GOAL: Rewrite every one of the records below so that "keypoint" becomes "marker" wherever it appears, with nothing else altered. Omit the pictures from your version.

RECORDS TO USE:
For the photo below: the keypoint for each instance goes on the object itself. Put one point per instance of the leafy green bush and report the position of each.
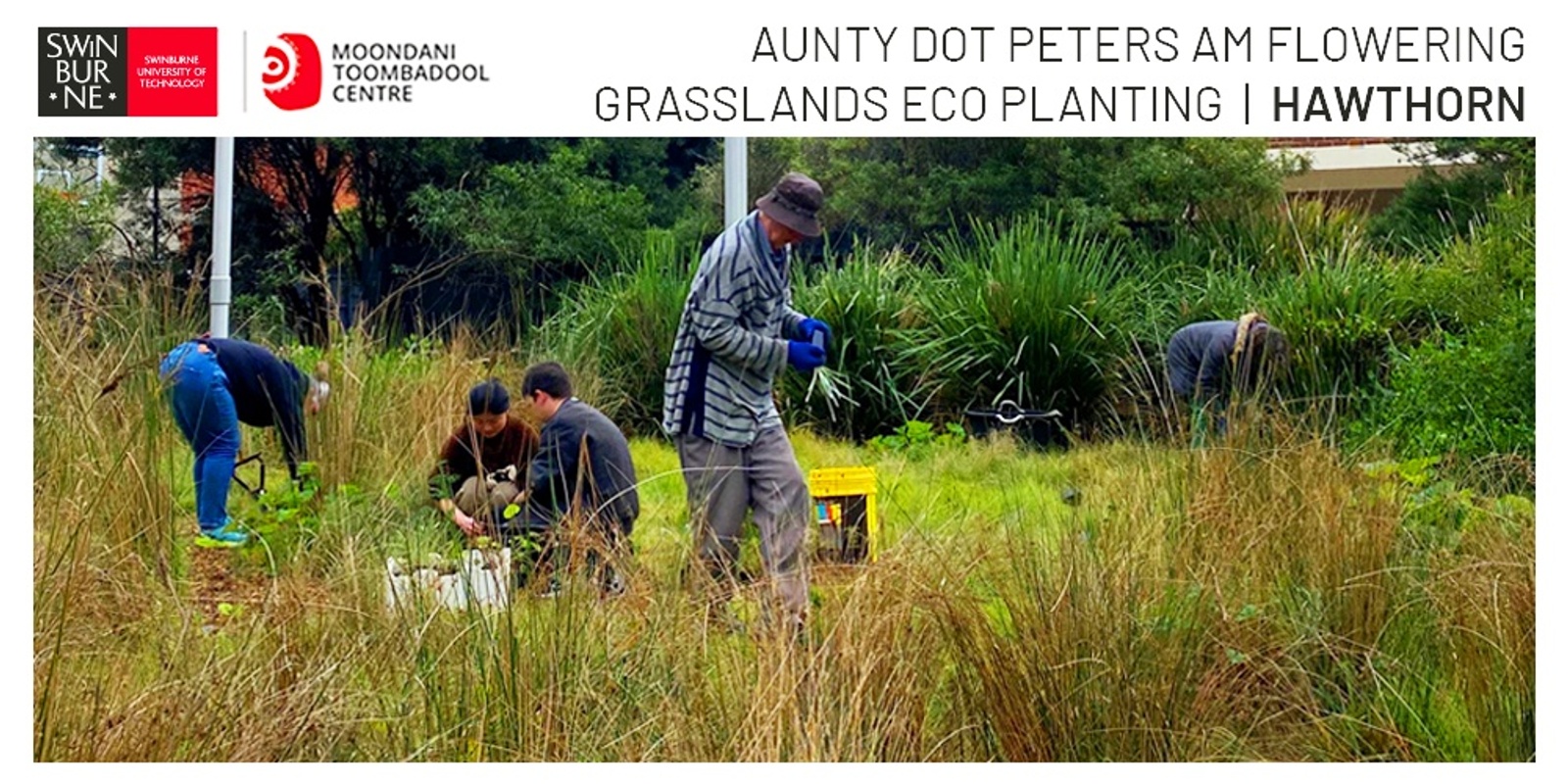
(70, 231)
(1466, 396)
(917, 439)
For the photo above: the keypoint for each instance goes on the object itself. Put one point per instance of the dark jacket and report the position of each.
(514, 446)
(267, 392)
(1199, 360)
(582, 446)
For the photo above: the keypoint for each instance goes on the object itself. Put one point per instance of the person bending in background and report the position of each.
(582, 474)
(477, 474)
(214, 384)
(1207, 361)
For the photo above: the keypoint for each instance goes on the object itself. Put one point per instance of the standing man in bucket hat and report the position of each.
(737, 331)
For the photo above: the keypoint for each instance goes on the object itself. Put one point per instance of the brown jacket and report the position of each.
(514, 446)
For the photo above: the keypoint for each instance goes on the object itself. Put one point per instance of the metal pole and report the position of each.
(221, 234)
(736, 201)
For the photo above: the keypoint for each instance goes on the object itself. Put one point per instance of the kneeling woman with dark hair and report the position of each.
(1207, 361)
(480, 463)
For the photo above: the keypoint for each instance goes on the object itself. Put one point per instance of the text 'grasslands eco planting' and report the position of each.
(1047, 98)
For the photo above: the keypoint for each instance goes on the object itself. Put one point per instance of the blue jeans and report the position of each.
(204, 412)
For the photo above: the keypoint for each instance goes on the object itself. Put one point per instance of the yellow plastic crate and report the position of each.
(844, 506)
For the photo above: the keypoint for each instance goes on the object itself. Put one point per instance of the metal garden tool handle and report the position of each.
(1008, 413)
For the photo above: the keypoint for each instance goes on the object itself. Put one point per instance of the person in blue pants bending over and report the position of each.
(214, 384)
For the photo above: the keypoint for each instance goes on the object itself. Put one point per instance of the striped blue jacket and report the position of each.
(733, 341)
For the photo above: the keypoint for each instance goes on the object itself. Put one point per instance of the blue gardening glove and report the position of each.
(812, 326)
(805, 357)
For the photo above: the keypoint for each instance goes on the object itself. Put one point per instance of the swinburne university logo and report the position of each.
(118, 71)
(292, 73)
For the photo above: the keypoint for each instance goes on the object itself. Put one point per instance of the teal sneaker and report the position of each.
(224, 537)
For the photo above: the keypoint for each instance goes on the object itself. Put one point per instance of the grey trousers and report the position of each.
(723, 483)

THE RESULT:
For the photo below: the marker for each instance goes on the object itself. Put one point per instance of the leafy green bush and report the position of each.
(70, 231)
(1466, 396)
(917, 439)
For the photo above: the marker for each instance goes on the object itself. Put one point per instance of the dark jacket and report the position of each.
(514, 446)
(267, 392)
(1199, 360)
(582, 446)
For the photo above: the marker for each instance goes on the object itself. Put one point per instance of the person bending in background and report the position of each.
(582, 474)
(477, 474)
(214, 384)
(1207, 361)
For the photo above: the marker for each instance goes on the object itself. Put one point per instance of the standing man in bucket hat and report the position of each.
(737, 331)
For the photo above: the marker for each instance goes on the object itself. Put one point per instance of the brown jacket and report the position of each.
(514, 446)
For the photo above: the marker for each instance goes on the object itself. Put one point per instance of the metal pole and report the position of each.
(221, 234)
(736, 201)
For the photo above: the marker for each instance goes on the object itself. Put one point per instance of the kneeling woman with dark hair and report the position of each.
(1207, 361)
(480, 463)
For the photo above: the marker for each instance goes on the object itself. Put one point per instance of the text 'grasslands eco planting' and report the position of each.
(1047, 98)
For the photo above: the marker for each instance goes on the object itself. Put one point per instance of the blue jeans and report the position of each.
(204, 412)
For the photo above: the marker for each instance goes on the object itself. Put one point per instance of the yellow plastic crate and report the position of each.
(844, 506)
For the photo above: the marker for each instance goes on the object itself. Put one point per instance of the metal garden tool handle and report the position of each.
(1008, 413)
For the photo above: the marker for each instance goes on the object itself. Put one point per instance of the person in blue pants bending over and report the position of each.
(214, 384)
For the photo above: the marker for each instance goes on the object itself. Put one point per instance of the striped blue jacket and report the position of each.
(733, 341)
For the photo above: the marker for each instance goes on the object itself. Put one point per instance of the blue gardening glove and report the position of each.
(812, 326)
(805, 357)
For the photo above: the marker for each instance goes on the object itself. Put one point per instance of the swinburne university logo and report the position of each.
(118, 71)
(292, 73)
For the photo above: the marker for each instance goes on the object itself. Put one point per instance of the teal sneaker and report the position of each.
(224, 537)
For the photo above: the marker for each instance goes on the object itself. Put one point per instance of the grey trousers and report the position of each.
(723, 483)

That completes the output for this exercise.